DIRECTIVE – Which lines of the items below contain the string "jacket", with case counting? Pick out each of those lines and copy it.

(Items in a dataset)
━━━━━━
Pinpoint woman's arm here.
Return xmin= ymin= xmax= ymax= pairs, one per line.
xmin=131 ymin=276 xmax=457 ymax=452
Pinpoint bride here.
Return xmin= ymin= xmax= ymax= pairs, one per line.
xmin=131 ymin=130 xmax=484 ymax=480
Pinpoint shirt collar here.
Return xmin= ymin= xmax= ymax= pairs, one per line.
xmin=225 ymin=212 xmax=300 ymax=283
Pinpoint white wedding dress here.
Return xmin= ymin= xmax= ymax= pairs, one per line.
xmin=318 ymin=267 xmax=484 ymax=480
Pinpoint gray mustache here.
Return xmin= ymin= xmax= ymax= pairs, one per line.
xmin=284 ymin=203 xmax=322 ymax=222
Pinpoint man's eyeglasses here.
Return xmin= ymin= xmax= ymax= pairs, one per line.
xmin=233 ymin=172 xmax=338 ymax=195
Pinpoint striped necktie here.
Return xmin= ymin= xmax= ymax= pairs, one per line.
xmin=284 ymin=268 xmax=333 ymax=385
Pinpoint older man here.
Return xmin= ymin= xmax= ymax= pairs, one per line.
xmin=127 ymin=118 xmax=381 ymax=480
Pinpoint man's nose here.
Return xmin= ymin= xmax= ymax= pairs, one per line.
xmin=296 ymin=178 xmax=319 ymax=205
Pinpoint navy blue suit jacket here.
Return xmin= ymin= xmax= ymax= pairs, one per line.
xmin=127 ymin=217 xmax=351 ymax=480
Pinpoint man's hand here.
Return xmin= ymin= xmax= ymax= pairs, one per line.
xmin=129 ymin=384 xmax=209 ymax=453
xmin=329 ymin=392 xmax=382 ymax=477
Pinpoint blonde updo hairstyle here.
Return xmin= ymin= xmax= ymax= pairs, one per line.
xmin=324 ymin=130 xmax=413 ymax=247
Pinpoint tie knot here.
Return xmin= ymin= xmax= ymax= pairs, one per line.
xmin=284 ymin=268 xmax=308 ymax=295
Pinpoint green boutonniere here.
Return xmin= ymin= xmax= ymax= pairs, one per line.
━━━━━━
EXERCISE ANSWER –
Pinpoint navy blue suit jacket here.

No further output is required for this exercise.